------ EXCERPTED PASSAGE

Cinnamon Hotels & Resorts is a major Sri Lankan luxury hotel chain brand. Cinnamon Hotels was recognised as the most valuable hospitality brand in Sri Lanka for 2019 with a brand equity of seven billion Sri Lankan Rupees. Philip Kotler, the renowned marketing author included a 10-page reference of the brand in his 2010 co-authored book, Asian Competitors: Marketing For Competitiveness In The Age Of Digital Consumers on the effective use of social media and various digital initiatives.

History
John Keells Hotels was launched in 1979 as Keells Hotels Limited and in 2004, was listed in Colombo Stock Exchange as John Keells Hotels PLC. The brand Cinnamon Hotels & Resorts launched in London in 2005 and all hotels were brought under the brand name in 2014. In 2019, Cinnamon Bentota Beach was refurbished and the fourth resort in the Maldives, Cinnamon Velifushi Maldives established.

2019 Easter bombings

On 21 April 2019, Easter Sunday, The Cinnamon Grand was targeted by the suicide bombers along with the Shangri-La Colombo and The Kingsbury hotels. Around 9:10 am the perpetrator went to the breakfast buffet at the Taprobane restaurant and set off the bomb in his backpack, killing twenty people. Four staff members at the Taprobane restaurant died in the suicide bombing and three foreign guests, (British, Dutch and American nationals) were also killed. BBC reported another eleven years old guest was also killed.

------------
------ DATA UNDER STUDY

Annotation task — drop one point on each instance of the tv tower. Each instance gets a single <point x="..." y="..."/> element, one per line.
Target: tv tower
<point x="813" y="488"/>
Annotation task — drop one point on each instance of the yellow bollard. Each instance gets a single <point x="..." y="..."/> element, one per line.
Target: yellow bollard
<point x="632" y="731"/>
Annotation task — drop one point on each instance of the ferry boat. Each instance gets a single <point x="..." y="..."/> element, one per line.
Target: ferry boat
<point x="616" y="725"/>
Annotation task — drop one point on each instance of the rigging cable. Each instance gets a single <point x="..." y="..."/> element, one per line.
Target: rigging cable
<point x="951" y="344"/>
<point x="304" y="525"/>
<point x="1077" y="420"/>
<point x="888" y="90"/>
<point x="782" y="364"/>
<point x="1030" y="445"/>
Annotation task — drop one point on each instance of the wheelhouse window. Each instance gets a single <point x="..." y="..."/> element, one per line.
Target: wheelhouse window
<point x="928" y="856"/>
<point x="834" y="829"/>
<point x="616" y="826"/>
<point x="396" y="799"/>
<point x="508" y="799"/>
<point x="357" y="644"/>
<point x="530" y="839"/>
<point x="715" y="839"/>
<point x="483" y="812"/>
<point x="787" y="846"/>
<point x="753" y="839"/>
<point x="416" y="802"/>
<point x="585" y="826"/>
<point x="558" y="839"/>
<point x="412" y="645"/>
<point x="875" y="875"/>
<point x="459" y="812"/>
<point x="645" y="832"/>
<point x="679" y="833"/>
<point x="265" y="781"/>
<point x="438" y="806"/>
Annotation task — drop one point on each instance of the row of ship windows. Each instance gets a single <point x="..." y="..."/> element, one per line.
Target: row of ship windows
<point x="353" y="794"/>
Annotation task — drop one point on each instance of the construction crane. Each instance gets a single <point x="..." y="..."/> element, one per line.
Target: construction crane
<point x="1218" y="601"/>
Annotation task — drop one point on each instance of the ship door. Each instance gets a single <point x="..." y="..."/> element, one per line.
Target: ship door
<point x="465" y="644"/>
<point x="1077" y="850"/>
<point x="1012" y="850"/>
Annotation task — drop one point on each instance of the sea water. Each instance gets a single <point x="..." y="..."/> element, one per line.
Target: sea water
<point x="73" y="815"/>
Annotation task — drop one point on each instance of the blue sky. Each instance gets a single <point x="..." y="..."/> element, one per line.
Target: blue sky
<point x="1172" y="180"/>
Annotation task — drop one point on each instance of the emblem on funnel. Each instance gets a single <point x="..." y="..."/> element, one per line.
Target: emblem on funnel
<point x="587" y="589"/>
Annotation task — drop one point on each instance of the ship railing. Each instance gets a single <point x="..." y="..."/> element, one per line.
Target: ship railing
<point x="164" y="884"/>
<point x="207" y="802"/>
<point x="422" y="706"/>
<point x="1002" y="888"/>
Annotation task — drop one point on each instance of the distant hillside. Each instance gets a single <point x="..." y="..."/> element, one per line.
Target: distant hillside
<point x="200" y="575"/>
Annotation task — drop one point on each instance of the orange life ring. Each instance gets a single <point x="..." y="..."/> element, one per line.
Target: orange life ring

------------

◆ **ASSIGNMENT 1**:
Turn the paragraph in the Cinnamon Hotels text that begins "John Keells Hotels was launched" into a short list that keeps its main facts.
◆ **ASSIGNMENT 2**:
According to the Cinnamon Hotels text, how many people were killed when the bomb went off at the Taprobane restaurant?
◆ **ASSIGNMENT 3**:
Quote the Cinnamon Hotels text word for word, everything from "Cinnamon Hotels & Resorts is" down to "Velifushi Maldives established.".
Work only from the Cinnamon Hotels text.

◆ **YOUR RESPONSE 1**:
- 1979: Launched as Keells Hotels Limited.
- 2004: Listed on the Colombo Stock Exchange as John Keells Hotels PLC.
- 2005: Cinnamon Hotels & Resorts brand launched in London.
- 2014: All hotels brought under the brand name.
- 2019: Cinnamon Bentota Beach refurbished; Cinnamon Velifushi Maldives, the fourth resort in the Maldives, established.

◆ **YOUR RESPONSE 2**:
Twenty people.

◆ **YOUR RESPONSE 3**:
Cinnamon Hotels & Resorts is a major Sri Lankan luxury hotel chain brand. Cinnamon Hotels was recognised as the most valuable hospitality brand in Sri Lanka for 2019 with a brand equity of seven billion Sri Lankan Rupees. Philip Kotler, the renowned marketing author included a 10-page reference of the brand in his 2010 co-authored book, Asian Competitors: Marketing For Competitiveness In The Age Of Digital Consumers on the effective use of social media and various digital initiatives.

History
John Keells Hotels was launched in 1979 as Keells Hotels Limited and in 2004, was listed in Colombo Stock Exchange as John Keells Hotels PLC. The brand Cinnamon Hotels & Resorts launched in London in 2005 and all hotels were brought under the brand name in 2014. In 2019, Cinnamon Bentota Beach was refurbished and the fourth resort in the Maldives, Cinnamon Velifushi Maldives established.